- Task description
Your answer should be one number: the count of lines below that contain "clod".

Natural language region descriptions:

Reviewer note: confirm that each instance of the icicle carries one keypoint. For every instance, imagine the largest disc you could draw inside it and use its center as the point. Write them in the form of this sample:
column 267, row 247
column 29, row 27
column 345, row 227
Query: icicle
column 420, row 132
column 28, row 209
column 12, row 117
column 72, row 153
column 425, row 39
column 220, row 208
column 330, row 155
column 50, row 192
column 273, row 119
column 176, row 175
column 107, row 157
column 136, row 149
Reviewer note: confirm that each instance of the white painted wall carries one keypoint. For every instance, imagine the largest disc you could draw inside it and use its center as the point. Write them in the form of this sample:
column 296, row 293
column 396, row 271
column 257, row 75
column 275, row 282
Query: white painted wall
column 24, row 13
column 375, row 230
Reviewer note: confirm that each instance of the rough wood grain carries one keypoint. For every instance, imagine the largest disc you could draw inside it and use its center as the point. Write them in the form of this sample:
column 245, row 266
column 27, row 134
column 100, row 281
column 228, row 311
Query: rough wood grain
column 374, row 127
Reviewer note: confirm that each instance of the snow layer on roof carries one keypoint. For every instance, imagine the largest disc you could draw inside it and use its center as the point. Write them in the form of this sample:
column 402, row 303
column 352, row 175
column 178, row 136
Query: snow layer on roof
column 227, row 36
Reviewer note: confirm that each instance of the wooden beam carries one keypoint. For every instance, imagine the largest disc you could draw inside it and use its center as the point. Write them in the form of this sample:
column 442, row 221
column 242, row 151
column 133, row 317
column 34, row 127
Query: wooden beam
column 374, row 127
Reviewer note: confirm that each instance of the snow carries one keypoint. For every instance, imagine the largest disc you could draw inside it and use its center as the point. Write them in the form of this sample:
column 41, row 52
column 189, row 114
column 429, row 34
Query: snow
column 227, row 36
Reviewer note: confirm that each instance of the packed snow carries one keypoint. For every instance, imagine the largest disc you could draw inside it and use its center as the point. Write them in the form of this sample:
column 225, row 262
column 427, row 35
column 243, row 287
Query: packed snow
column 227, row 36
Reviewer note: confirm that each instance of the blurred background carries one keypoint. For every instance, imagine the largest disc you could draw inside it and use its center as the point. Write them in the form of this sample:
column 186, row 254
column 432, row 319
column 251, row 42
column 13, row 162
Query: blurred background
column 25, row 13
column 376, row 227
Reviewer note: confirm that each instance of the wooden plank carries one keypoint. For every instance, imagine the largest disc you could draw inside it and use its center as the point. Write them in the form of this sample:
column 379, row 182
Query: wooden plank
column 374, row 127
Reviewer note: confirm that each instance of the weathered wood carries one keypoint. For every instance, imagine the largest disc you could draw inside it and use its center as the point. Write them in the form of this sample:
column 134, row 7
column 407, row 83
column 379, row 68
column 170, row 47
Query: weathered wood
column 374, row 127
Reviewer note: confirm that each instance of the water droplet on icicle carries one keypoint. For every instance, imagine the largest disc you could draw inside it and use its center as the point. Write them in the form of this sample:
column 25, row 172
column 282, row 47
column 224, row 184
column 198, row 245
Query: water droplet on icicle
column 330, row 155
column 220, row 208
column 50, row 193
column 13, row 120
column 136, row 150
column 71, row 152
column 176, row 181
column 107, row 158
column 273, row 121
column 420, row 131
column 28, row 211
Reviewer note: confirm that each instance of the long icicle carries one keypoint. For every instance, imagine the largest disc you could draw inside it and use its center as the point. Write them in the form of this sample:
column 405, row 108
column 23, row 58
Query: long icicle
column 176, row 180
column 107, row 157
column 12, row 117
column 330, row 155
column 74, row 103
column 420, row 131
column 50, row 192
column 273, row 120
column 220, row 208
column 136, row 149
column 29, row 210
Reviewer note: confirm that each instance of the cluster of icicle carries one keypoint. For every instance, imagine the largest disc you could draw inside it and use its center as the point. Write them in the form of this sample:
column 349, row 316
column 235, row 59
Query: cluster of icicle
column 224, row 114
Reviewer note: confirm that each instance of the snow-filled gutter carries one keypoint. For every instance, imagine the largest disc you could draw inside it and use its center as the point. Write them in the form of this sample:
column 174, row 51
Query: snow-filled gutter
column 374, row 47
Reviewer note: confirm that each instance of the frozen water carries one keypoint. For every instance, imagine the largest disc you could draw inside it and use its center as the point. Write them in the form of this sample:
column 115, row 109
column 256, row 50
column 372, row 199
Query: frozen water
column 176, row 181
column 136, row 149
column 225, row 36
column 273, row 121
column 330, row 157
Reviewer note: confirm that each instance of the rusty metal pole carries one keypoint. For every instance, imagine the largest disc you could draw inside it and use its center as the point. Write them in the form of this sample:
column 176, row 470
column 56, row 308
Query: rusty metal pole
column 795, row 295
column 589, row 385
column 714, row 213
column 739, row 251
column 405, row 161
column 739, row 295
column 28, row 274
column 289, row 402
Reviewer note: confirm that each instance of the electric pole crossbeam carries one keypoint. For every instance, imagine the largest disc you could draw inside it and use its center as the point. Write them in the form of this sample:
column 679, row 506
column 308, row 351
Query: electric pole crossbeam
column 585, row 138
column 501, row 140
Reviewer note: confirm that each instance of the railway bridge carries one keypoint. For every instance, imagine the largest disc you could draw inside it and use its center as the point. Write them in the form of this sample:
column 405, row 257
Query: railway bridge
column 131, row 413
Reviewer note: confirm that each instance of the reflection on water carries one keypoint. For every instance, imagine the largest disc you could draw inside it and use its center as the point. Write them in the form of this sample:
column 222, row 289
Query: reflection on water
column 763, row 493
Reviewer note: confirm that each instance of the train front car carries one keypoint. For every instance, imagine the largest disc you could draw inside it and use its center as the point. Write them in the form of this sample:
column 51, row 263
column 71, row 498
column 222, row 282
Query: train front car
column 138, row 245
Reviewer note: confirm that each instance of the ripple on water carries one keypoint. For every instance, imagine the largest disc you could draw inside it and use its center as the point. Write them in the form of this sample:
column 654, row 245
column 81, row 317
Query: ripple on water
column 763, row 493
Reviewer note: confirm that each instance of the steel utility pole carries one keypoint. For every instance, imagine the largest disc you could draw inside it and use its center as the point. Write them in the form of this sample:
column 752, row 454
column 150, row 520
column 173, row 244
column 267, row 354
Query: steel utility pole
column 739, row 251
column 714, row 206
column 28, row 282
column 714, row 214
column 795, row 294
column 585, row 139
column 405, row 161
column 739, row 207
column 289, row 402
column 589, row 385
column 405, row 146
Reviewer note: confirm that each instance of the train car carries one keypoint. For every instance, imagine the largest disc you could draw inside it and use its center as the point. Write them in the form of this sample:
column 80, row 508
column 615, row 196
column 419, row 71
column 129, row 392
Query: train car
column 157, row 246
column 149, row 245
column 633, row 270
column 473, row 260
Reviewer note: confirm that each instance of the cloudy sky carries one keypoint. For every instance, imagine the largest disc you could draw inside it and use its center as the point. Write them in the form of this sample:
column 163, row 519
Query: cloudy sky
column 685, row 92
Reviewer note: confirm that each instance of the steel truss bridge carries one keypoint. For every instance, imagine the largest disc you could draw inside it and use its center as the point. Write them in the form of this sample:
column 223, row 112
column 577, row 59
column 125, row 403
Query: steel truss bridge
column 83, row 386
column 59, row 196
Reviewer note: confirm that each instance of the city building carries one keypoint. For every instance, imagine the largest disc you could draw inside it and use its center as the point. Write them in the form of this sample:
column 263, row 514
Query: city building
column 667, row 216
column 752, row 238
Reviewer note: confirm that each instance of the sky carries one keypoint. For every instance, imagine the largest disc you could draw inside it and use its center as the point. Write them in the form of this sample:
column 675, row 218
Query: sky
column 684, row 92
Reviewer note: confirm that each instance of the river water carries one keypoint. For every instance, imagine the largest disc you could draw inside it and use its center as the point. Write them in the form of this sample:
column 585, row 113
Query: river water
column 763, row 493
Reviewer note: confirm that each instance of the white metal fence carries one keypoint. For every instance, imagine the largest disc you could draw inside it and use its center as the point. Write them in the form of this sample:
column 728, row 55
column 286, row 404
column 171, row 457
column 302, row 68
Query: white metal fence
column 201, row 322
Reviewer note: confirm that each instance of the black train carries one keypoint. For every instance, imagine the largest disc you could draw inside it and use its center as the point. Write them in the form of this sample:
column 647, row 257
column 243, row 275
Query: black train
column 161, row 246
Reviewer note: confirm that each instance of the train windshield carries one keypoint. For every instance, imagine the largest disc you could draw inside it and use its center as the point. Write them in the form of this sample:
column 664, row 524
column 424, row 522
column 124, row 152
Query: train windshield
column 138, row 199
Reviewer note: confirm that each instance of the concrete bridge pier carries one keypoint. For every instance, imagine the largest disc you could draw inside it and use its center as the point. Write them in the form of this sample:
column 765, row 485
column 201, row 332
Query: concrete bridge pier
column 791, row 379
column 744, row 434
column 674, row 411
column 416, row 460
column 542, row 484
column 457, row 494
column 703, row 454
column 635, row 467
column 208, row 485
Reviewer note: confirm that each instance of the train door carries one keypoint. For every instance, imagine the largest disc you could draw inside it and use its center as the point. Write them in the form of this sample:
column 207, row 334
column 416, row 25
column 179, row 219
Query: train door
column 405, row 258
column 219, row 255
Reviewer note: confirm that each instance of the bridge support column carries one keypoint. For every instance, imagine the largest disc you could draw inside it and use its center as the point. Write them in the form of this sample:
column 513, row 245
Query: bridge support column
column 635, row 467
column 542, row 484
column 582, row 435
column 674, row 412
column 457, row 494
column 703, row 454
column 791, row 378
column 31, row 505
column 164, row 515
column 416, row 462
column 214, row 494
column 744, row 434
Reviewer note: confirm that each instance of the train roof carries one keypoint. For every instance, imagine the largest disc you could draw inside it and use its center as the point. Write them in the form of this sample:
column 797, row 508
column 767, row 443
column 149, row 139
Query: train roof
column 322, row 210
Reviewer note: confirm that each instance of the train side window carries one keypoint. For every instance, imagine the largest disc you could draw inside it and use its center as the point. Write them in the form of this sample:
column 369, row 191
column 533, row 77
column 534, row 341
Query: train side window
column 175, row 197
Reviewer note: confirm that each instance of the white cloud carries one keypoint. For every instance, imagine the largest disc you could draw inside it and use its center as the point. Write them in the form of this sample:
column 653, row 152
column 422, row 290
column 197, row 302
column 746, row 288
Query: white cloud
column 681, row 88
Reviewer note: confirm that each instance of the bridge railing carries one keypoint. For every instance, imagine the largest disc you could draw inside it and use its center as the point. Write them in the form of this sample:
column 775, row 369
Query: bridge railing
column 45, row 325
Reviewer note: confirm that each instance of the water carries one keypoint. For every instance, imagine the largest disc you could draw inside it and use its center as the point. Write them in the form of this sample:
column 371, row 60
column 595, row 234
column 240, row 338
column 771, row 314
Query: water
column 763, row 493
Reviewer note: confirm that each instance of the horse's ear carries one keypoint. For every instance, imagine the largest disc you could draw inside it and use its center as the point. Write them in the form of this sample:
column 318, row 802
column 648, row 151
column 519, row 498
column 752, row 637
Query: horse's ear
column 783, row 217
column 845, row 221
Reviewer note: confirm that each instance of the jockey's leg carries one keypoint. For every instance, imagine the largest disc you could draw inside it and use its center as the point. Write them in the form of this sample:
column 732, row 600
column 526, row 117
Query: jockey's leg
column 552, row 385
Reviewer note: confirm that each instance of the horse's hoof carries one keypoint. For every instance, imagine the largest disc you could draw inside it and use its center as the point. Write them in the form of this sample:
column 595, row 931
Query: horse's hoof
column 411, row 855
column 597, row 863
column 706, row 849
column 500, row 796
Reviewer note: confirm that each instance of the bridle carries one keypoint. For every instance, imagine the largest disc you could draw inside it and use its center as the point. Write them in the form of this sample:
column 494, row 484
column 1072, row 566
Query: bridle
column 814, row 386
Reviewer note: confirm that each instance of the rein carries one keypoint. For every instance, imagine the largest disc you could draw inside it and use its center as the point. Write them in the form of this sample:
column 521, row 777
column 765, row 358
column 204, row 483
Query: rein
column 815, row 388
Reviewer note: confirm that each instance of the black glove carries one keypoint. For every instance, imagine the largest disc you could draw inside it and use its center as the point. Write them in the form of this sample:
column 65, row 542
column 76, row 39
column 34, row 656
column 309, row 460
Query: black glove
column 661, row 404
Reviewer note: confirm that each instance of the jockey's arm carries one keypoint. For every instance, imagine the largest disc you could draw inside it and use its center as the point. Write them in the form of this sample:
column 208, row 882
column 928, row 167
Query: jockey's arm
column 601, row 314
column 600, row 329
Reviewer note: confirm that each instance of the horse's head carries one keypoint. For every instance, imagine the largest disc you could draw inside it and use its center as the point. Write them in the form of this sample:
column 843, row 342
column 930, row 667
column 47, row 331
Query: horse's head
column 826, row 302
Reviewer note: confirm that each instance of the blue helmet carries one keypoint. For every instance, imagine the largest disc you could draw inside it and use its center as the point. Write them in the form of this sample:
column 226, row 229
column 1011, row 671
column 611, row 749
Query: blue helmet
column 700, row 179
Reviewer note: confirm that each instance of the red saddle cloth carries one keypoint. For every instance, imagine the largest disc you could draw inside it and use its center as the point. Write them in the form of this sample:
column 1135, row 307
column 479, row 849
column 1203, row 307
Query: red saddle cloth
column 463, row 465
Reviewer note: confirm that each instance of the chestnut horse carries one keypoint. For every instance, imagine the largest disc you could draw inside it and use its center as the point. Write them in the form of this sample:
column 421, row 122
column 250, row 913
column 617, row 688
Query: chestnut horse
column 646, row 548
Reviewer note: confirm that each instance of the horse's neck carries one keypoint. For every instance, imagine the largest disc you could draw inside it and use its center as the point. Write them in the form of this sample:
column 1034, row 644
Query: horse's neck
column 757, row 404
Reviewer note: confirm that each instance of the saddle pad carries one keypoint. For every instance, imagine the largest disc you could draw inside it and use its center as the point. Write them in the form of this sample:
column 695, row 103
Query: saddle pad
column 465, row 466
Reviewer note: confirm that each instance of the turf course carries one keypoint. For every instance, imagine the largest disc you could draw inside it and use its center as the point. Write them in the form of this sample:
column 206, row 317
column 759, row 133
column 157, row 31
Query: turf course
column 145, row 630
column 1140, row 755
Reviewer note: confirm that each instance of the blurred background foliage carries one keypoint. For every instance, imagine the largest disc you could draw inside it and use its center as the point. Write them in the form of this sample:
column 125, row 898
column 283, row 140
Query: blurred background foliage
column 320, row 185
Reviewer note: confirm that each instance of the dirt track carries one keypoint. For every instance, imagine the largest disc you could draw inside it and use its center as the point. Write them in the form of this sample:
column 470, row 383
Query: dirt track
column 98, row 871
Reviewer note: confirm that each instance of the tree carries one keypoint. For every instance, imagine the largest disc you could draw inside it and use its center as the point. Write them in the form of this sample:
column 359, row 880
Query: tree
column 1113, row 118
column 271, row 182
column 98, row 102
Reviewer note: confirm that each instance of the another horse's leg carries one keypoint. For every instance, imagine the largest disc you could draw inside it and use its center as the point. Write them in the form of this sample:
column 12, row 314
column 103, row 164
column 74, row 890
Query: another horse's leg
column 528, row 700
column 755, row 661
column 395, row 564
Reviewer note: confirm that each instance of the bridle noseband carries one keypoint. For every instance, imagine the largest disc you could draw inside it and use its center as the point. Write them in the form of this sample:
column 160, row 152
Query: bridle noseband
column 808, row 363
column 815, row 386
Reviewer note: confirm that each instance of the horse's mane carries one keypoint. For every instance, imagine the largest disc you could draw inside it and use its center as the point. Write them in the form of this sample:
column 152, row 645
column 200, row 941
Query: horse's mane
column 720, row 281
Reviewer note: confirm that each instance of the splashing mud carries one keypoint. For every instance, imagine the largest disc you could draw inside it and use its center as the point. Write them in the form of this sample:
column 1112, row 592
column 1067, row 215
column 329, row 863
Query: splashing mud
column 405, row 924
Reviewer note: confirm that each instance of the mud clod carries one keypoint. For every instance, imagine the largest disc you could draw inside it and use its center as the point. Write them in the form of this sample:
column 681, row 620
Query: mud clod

- Solution to the exercise
2